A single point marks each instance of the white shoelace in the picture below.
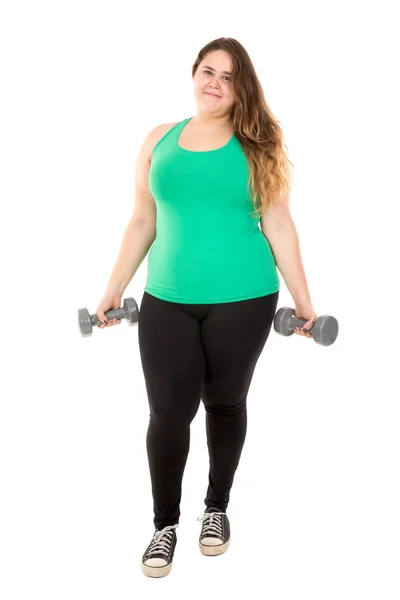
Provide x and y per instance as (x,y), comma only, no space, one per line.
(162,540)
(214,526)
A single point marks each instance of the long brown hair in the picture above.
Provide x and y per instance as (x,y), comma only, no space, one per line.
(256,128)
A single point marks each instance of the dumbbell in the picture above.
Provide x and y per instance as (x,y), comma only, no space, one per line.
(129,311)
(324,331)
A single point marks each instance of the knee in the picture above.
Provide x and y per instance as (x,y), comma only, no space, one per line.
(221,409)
...
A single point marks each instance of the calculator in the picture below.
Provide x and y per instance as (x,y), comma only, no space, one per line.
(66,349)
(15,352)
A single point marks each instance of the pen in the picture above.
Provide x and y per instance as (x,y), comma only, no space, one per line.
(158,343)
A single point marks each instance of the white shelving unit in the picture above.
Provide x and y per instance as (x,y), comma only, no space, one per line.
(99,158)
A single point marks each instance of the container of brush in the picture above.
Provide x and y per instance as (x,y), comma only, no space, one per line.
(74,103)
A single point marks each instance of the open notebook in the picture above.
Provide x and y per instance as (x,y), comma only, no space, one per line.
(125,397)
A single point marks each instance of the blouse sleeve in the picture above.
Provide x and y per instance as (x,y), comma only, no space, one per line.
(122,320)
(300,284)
--
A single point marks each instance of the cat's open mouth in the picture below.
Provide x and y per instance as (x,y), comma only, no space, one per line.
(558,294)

SHORT TASK -
List every line in the records above that contains the word "marks", copying each such line in full. Case counts.

WRITTEN RESPONSE -
A single point marks each instance of the white shoelace in the picture below.
A single point marks each instance of the long brown hair in the picture above.
A single point marks each instance of the dumbbell in the picture above.
A single point marks each instance of the knee in the picture above.
A single point marks each instance of the calculator in the picture below.
A single point marks each instance of the pen in the picture above.
A single point marks each instance of the white shelving unit in the picture above.
A single point marks each instance of the container of brush in the picture above.
A single point marks each instance of the open notebook in the picture above.
A single point marks each instance of the blouse sleeve in the picture above.
A single point marks each instance of the cat's open mouth in the picture below.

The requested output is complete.